Stated goal ▸ Swap "mask_request" for "polygon_request" in every one of the records below, and reproduce all of their lines with nothing else changed.

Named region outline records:
§

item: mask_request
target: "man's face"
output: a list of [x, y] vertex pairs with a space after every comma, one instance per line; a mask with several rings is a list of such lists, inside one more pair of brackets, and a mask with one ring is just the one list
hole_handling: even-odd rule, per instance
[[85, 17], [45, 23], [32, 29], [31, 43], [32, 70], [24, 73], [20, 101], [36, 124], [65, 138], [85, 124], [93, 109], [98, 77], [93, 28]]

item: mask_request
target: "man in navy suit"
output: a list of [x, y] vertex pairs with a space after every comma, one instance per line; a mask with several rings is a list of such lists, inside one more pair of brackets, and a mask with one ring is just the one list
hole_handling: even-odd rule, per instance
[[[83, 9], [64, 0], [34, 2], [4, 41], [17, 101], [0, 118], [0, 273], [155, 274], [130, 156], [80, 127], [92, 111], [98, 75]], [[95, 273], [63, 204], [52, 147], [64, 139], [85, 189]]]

§

The reply ▸
item: polygon_request
target: "man's face"
output: a list of [x, y] vertex pairs with a space after every comma, one instance per line; a mask with several rings is a list of such lists, inside one more pair of brackets, and a mask with one ring is just the one list
hole_handling: even-odd rule, per instance
[[85, 17], [45, 23], [32, 29], [31, 43], [32, 70], [24, 73], [20, 101], [36, 124], [65, 138], [85, 124], [93, 109], [98, 77], [93, 28]]

item: polygon_request
target: "man in navy suit"
output: a list of [x, y] vertex pairs with a space after every comma, one instance per line; a mask with several rings is a list of such lists, inside one more pair of brackets, and a mask with one ring is just the one list
hole_handling: even-odd rule, per instance
[[[83, 9], [64, 0], [34, 2], [4, 41], [17, 101], [0, 118], [0, 273], [155, 274], [130, 156], [80, 127], [92, 111], [98, 75]], [[95, 273], [63, 204], [52, 147], [64, 139], [85, 189]]]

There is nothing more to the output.